» **抜粋文**:
_ _ _

文化放送『くにまるジャパン 極』に中原俊明代表弁護士が出演/464回テーマ 「相続月間③ 音信不通の相続人」編

2018年02月20日
弁護士法人 法律事務所ホームワン

代表の中原です。

2月は相続に頭を悩ませる方が一番多くなるということで、今月は「相続強化月間」です。3回目の今日は、「音信不通の相続人」というテーマでお話ししてきました。

長らく音信不通で、どこでどうしているかわからない…そんな家族をお持ちの方も、たくさんいらっしゃると思います。「遺産分割協議」は、相続人全員でやらないと無効になるので、こういう場合、相続の時に非常に困ることになります。

一般の方は、どうやって相続人を探すか途方に暮れてしまうかも知れませんが、弁護士にご相談いただければ、戸籍を辿るなどして、その方の居場所を探し、遺産分割協議に応じるよう呼びかけることができます。
すんなり応じてくれれば、問題なく終わることもありますが、上手くいかないと「調停」や「審判」を行なう必要が出てきます。

例えば、父親が亡くなった後、30年間も行方不明だった母親が現れ、「自分の相続分、2分の1を寄越せ」と申し立ててきたケースがありました。長女は土地と建物を相続するつもりでしたが、最終的に売却せざるを得なくなりました。
この場合、「代償分割」という、長女が土地・建物を取得する代わりに、母親に2分の1に当たるお金を渡す方法をとれれば良かったのですが、長女はそのお金を用意できませんでした。
結局、裁判所から「家を競売し、代金を法律で定められた持分に従って分割しろ」という審判が出てしまい、競売よりは高く売れる「任意売却」をして、その代金を分けました。

理不尽に思われるでしょうが、法律に従うとこうなります。ただ、相続前に「両親は離婚していないから、何かあれば母親にも渡さなければならない」と分かっていたら心構えも変わっていたかもしれません。こうしたケースに思い当たる方は、とにかく早めに弁護士にご相談いただきたいと思います。

その他に注意したい点は、戸籍を揃える作業、相続人調査は手間がかかる作業だということです。
相続には、亡くなられた方の出生から死亡まで、途切れなく繋がったすべての戸籍と、相続人全員の現在の戸籍が必要です。戸籍には、出生日や父母の名前などの基本的なデータのほかに、「どこの戸籍からいつ入って来たか」が書いてあるので、それを頼りにその前、その前…と辿ることができる仕組みです。郵送でも取り寄せられますが、戸籍が届いたらその内容を見て、遡って次の戸籍を取っていくわけで、結構時間がかかります。

_ _ _

» **やること**:
1. 抜粋文について、次の問いに答えてください。
(a) 2月の特集は何月間と呼ばれているか。
(b) 例に挙がった母親は何年間行方不明だったか。
(c) 相続に必要な戸籍は何か。
2. 抜粋文のうち、「結局、裁判所から「家を競売し」から「かかる作業だということです。」までの部分を一字一句違えずに書き出してください。

_ _ _

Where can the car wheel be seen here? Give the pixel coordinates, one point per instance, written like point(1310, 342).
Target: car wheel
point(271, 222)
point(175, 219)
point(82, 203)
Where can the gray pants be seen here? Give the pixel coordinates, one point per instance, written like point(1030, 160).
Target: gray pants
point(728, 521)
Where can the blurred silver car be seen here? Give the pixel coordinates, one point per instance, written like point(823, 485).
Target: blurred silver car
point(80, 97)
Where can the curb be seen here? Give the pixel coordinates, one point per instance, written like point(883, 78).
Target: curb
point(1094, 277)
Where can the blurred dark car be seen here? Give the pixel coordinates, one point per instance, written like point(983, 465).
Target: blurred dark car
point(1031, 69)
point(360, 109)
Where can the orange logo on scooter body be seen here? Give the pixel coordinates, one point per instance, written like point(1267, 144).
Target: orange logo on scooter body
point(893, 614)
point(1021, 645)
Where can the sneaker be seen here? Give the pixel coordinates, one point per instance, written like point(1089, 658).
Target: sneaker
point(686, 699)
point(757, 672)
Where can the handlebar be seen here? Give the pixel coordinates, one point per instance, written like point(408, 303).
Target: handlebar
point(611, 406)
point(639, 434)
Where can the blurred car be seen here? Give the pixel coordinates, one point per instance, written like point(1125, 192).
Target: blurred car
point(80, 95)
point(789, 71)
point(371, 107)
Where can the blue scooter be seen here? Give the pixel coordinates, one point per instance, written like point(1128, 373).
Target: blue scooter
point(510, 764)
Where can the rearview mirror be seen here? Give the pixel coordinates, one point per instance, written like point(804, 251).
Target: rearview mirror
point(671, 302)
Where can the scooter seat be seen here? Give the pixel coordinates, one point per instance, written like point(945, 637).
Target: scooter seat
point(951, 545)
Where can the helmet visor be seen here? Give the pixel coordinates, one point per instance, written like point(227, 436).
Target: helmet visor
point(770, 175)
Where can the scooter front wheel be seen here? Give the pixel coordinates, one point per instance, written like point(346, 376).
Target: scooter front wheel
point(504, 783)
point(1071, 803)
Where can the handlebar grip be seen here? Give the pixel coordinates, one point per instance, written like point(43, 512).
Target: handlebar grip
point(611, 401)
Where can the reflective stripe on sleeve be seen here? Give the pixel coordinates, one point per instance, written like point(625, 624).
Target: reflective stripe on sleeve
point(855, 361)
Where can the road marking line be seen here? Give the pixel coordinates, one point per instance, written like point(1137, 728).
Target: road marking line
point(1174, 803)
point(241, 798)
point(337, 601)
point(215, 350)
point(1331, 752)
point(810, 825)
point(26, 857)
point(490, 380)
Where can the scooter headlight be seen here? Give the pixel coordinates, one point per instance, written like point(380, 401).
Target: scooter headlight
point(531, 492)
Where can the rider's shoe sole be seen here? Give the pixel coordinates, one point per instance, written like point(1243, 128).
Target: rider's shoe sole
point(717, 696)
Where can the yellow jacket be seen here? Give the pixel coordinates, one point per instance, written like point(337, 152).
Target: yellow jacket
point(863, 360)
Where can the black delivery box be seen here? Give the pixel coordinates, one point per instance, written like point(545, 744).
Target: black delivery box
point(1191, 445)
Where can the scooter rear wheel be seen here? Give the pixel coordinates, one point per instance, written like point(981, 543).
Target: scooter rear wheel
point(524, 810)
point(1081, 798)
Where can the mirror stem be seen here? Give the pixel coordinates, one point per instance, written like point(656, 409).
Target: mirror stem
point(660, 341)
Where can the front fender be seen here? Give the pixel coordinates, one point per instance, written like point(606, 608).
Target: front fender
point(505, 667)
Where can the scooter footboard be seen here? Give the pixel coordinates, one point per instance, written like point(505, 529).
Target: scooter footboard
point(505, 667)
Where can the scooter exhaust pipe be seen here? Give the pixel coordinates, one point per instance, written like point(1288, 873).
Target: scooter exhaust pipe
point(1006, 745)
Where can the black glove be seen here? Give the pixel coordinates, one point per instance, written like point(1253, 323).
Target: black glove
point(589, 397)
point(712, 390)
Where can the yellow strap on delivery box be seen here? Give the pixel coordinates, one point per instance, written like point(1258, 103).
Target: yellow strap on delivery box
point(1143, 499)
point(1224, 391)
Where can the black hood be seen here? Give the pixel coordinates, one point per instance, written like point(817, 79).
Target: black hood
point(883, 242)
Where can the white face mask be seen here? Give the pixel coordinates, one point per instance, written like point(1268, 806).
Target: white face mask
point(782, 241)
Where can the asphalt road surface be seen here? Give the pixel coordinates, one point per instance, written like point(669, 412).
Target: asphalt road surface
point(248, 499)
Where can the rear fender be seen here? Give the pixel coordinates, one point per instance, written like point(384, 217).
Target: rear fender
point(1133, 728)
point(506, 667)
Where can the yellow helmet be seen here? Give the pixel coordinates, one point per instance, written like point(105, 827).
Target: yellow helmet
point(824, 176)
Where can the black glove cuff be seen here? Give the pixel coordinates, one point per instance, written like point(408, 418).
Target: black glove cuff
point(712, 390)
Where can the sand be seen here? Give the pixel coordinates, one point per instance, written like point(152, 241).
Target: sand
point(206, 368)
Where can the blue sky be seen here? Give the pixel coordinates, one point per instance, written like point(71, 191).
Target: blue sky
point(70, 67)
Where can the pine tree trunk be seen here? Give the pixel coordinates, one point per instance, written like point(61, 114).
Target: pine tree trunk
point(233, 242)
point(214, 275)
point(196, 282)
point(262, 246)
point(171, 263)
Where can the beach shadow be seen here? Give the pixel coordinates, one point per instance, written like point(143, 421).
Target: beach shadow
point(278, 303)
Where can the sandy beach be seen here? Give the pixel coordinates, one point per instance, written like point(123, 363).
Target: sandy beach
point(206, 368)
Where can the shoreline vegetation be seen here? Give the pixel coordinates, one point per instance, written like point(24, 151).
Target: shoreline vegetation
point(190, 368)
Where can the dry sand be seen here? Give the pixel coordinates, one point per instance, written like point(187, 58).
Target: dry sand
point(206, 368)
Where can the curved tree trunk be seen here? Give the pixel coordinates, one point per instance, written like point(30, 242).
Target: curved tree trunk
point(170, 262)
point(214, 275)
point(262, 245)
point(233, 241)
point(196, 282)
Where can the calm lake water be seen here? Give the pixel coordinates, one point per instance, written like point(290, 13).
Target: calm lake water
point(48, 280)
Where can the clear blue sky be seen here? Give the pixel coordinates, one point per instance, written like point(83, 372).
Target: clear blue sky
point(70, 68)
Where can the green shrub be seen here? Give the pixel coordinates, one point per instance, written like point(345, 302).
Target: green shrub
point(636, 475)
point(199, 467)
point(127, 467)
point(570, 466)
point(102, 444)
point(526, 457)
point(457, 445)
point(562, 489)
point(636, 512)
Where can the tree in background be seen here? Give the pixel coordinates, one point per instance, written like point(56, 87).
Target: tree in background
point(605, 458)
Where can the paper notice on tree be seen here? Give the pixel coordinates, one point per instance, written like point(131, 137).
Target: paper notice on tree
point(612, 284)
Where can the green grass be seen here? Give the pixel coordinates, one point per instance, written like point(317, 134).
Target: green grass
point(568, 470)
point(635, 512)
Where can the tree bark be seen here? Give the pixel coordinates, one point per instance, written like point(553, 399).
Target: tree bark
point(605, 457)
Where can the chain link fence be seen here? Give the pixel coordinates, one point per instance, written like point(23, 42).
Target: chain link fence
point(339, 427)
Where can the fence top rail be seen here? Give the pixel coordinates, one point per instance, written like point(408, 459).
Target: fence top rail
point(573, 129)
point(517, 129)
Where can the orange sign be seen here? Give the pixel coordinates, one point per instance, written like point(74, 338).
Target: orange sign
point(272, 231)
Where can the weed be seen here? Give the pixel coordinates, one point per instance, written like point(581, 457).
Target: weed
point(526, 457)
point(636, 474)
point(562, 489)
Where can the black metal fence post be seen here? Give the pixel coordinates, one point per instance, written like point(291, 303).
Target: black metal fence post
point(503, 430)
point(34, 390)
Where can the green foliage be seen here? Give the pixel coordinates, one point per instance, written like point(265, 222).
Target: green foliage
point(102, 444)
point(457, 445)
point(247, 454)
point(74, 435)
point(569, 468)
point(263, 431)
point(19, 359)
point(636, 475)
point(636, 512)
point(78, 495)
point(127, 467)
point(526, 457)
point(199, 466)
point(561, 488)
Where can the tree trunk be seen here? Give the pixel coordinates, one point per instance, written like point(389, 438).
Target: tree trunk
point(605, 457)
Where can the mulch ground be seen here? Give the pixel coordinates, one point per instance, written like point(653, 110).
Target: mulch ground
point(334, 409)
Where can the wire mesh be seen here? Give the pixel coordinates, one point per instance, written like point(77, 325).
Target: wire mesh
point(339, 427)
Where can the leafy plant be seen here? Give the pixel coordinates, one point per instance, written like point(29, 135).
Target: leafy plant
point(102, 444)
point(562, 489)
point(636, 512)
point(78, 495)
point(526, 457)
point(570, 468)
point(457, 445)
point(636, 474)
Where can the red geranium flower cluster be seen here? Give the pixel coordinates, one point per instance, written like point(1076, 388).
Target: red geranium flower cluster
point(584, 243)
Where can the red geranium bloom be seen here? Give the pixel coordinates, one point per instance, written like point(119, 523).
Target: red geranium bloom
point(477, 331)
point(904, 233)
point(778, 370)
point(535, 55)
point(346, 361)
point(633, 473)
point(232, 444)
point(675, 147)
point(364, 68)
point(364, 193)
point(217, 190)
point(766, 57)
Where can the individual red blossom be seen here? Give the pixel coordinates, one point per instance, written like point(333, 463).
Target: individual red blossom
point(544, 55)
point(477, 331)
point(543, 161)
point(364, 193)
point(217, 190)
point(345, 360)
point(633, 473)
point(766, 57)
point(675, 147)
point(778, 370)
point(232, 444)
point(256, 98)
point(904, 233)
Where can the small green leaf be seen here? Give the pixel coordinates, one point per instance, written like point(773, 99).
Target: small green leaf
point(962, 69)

_ _ _

» **解答一覧**:
1.
(a) 相続強化月間
(b) 30年間
(c) 亡くなられた方の出生から死亡まで途切れなく繋がったすべての戸籍と、相続人全員の現在の戸籍

2.
結局、裁判所から「家を競売し、代金を法律で定められた持分に従って分割しろ」という審判が出てしまい、競売よりは高く売れる「任意売却」をして、その代金を分けました。

理不尽に思われるでしょうが、法律に従うとこうなります。ただ、相続前に「両親は離婚していないから、何かあれば母親にも渡さなければならない」と分かっていたら心構えも変わっていたかもしれません。こうしたケースに思い当たる方は、とにかく早めに弁護士にご相談いただきたいと思います。

その他に注意したい点は、戸籍を揃える作業、相続人調査は手間がかかる作業だということです。